Il rischio è quello di cadere nel pushing on a string, dove lo spingere la corda è del tutto inutile se non si aumenta la capacità di spesa della base aumentando i salari, intervenendo su sanità e pensioni, adottando una politica monetaria espansiva. Il mistero cinese è a due facce contrapposte: una offre una versione proiettata verso un futuro tecnologicamente felice, l’altra è quella dei dati economici in affanno, ambedue risultati di scelte operate dall’attuale leadership, malgrado il pessimismo espresso nel 2007 dal primo ministro Wen Jiabao, per cui il modello di crescita già da allora instabile ha cominciato a collassare dalla crisi immobiliare del 2021; da un lato il sistema produce e investe eccessivamente, dall’altro l’economia rallenta, con gli investitori internazionali che svendono gli immobili a suo tempo acquistati, viste perdite ed insolvenze.
Dulcis in fundo, Vanke, l’incubo degli sviluppatori immobiliari che, in quanto a bolle, rimpiazza i timori sulla IA; altro che stabilizzazione, qui torna il mantra del default con le obbligazioni della strasicura Vanke4 che hanno perso oltre il 30% del valore e con il Partito che finora ha evitato salvataggi diretti. Se China Vanke Co. collassa, collassa definitivamente il sistema immobiliare, di fatto un buco nero sistemico capace di minare la fiducia nel governo, di aprire falle nelle obbligazioni anche dei solventi, di instillare il terrore del contagio viste le previsioni all’ulteriore ribasso di Fitch e UBS che sanciscono la fine del principio del too big to fail; Vanke non è dunque diversa dagli altri, con S&P Global Ratings che ha avvertito che i suoi impegni finanziari sono insostenibili. Mentre Evergrande è stata uccisa dalla speculazione, Vanke se l’è portata via un difetto genetico/sistemico, un intero modello di sviluppo nato per fallire alla distanza.

Record di origine:

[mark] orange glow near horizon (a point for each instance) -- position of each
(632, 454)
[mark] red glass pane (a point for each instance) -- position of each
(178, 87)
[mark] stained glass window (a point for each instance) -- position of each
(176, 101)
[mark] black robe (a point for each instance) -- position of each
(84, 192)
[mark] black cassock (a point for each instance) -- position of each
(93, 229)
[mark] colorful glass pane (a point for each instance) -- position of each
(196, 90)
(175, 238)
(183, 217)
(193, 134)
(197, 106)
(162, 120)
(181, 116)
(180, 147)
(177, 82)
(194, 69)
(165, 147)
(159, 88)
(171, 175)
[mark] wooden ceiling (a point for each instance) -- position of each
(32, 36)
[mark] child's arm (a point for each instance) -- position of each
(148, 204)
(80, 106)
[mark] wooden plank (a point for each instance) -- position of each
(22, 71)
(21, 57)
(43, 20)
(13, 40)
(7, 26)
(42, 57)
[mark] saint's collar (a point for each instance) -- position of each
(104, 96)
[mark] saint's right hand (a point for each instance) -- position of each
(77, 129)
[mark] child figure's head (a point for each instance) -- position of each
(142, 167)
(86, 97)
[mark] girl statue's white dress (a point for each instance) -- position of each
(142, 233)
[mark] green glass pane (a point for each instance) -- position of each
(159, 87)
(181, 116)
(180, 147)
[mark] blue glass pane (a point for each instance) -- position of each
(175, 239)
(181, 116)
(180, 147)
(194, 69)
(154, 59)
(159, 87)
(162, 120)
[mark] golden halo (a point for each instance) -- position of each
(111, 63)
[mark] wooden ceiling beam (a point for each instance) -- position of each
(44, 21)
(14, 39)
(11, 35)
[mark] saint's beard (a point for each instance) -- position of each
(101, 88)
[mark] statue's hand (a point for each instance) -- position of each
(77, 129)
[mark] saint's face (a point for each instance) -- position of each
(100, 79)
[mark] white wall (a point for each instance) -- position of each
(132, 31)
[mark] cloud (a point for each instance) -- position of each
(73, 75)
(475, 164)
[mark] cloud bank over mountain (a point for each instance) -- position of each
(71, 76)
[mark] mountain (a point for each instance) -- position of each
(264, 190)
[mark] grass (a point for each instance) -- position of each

---

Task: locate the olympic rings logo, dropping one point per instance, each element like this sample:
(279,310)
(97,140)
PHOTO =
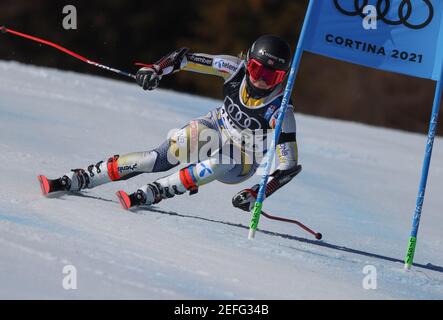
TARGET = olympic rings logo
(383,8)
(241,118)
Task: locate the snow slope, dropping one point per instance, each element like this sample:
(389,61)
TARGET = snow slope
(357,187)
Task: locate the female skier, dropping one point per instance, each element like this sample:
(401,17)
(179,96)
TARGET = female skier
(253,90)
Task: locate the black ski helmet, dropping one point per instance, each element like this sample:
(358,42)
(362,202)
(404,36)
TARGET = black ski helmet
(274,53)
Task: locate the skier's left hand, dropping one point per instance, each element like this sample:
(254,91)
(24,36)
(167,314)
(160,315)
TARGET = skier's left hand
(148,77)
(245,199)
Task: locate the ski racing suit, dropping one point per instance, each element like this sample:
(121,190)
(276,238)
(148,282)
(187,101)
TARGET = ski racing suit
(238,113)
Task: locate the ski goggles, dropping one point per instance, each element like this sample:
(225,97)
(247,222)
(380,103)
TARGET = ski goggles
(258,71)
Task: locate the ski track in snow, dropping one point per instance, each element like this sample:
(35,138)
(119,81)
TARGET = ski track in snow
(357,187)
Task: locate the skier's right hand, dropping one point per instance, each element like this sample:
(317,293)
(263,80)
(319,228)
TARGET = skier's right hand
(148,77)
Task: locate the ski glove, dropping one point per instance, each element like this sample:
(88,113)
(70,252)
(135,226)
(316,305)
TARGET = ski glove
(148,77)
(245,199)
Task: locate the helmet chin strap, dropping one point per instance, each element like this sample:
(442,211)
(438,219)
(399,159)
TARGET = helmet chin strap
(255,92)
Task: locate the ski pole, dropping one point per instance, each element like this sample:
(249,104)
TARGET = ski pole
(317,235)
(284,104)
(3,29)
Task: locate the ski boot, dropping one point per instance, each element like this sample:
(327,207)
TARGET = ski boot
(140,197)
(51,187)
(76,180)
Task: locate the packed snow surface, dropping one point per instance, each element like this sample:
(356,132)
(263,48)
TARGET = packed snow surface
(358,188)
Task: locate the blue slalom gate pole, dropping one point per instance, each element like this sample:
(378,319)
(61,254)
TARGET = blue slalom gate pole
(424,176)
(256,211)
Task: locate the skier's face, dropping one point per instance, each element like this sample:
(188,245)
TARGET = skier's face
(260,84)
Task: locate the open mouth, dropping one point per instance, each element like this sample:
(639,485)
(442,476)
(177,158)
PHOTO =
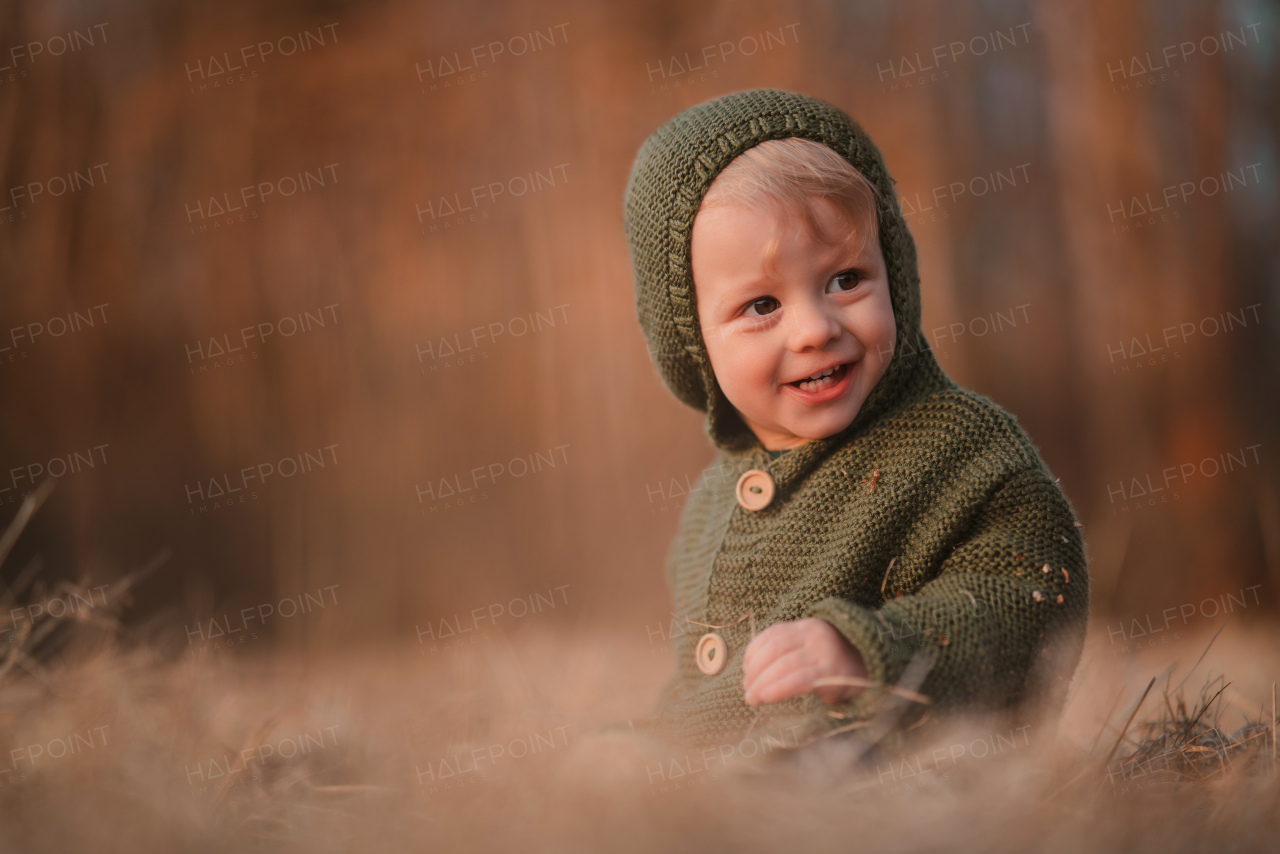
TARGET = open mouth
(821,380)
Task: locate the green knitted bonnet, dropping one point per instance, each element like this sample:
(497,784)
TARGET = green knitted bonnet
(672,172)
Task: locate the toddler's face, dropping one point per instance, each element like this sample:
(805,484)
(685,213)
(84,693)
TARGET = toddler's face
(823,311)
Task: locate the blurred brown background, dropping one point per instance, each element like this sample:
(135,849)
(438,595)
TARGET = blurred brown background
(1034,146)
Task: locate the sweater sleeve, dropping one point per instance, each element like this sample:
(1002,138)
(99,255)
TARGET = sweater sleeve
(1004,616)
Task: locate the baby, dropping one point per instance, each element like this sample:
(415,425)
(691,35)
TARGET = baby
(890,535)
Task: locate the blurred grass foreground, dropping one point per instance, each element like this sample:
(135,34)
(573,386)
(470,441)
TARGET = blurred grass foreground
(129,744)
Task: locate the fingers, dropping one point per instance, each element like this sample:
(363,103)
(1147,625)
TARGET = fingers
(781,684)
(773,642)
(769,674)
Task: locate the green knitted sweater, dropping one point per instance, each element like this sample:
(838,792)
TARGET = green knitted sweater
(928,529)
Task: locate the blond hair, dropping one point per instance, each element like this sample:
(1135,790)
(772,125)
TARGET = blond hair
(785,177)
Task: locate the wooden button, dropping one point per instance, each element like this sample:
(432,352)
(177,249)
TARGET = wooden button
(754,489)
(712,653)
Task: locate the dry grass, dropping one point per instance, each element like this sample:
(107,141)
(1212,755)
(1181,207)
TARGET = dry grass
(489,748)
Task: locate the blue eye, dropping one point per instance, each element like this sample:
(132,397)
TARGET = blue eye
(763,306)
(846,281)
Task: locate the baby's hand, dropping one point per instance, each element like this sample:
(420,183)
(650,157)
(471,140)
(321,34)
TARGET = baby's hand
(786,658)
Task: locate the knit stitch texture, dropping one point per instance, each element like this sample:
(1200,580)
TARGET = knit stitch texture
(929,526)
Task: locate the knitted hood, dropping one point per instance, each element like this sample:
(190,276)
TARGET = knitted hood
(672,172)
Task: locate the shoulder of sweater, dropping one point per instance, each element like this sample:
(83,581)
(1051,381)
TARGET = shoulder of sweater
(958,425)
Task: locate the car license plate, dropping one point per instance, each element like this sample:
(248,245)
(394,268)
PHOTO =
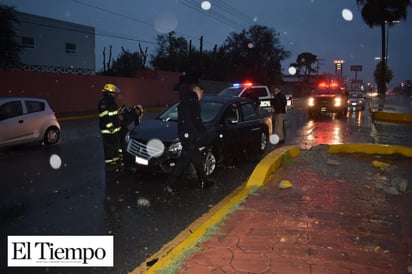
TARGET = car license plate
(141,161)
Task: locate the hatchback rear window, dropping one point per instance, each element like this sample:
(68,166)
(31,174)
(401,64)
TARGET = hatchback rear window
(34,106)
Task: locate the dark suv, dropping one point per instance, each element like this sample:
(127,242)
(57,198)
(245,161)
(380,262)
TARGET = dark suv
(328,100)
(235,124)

# Compito da svolgere A
Trascrivi dall'estratto sull'economia cinese il passo compreso tra "Il rischio è" e "perdite ed insolvenze.", estremi inclusi.
# Compito da svolgere B
Riduci a un elenco puntato il paragrafo dell'estratto sull'economia cinese che inizia con "Dulcis in fundo, Vanke", conservandone i fatti principali.
# Compito da svolgere C
Estendi l'estratto sull'economia cinese con un nuovo seguito che parta subito dopo la sua ultima frase.

# Risposta finale A
Il rischio è quello di cadere nel pushing on a string, dove lo spingere la corda è del tutto inutile se non si aumenta la capacità di spesa della base aumentando i salari, intervenendo su sanità e pensioni, adottando una politica monetaria espansiva. Il mistero cinese è a due facce contrapposte: una offre una versione proiettata verso un futuro tecnologicamente felice, l’altra è quella dei dati economici in affanno, ambedue risultati di scelte operate dall’attuale leadership, malgrado il pessimismo espresso nel 2007 dal primo ministro Wen Jiabao, per cui il modello di crescita già da allora instabile ha cominciato a collassare dalla crisi immobiliare del 2021; da un lato il sistema produce e investe eccessivamente, dall’altro l’economia rallenta, con gli investitori internazionali che svendono gli immobili a suo tempo acquistati, viste perdite ed insolvenze.

# Risposta finale B
- Vanke è l'incubo degli sviluppatori immobiliari e, quanto a bolle, prende il posto dei timori sull'IA.
- Le obbligazioni di Vanke hanno perso oltre il 30% del valore. Finora il Partito ha evitato salvataggi diretti.
- Se China Vanke Co. collassa, crolla definitivamente il sistema immobiliare. La fiducia nel governo ne verrebbe minata e si aprirebbero falle anche nelle obbligazioni dei soggetti solventi.
- Le previsioni al ribasso di Fitch e UBS alimentano il terrore del contagio e segnano la fine del principio del too big to fail.
- S&P Global Ratings ha avvertito che gli impegni finanziari di Vanke sono insostenibili.
- Evergrande è stata uccisa dalla speculazione. Vanke invece è caduta per un difetto genetico/sistemico, cioè un modello di sviluppo nato per fallire alla distanza.

# Risposta finale C
Secondo Moody’s il 2026 segnerà il momento dell’emersione delle faglie geopolitiche e fiscali, del raggiungimento della strutturalità degli effetti degli attriti commerciali e dell’aumento delle spese belliche, con crisi di bilancio nei paesi che hanno fruito di tassi di interesse agevolati e apparente stabilità politica: ritornerà prepotente una competitività che reclamerà la stabilizzazione del debito. È evidente come un default di Vanke sia una nota stonata eppure presente su uno spartito impeccabile solo quando eseguito a Zhongnanhai.
Come ovunque, il pensiero corre agli obbligazionisti, a chi non ha trovato con chi spartire in due e più una poltrona e contenere i danni. Dispiace dirlo, ma stavolta i balconi rimarranno vuoti.
1 Operazione con cui un’azienda usa la propria liquidità per ricomprare le sue stesse azioni per sostenere il prezzo del titolo (più la domanda aumenta più lievita il prezzo e per aumentare l’utile per azione.
2 Lo Stato è assimilabile a un compratore di ultima istanza che prevede l’acquisto di unità immobiliari invendute per trasformarle in case popolari; la rimozione del limite inferiore sui tassi di interesse sui mutui individuali per la prima e la seconda casa; la diminuzione della caparra.
3 Non è un caso che circoli il termine nèijuǎn, involuzione, ovvero il fenomeno in cui la competizione estremizzata porta a rendimenti decrescenti sfiancando l’economia.
4 Bloomberg: Vanke ha chiesto il posticipo del pagamento del capitale su un titolo da 2 miliardi di yuan (ca 283 milioni di dollari) in scadenza il 15 dicembre. Il bond in dollari con scadenza 2027 è crollato ai minimi storici (circa 23 centesimi sul dollaro).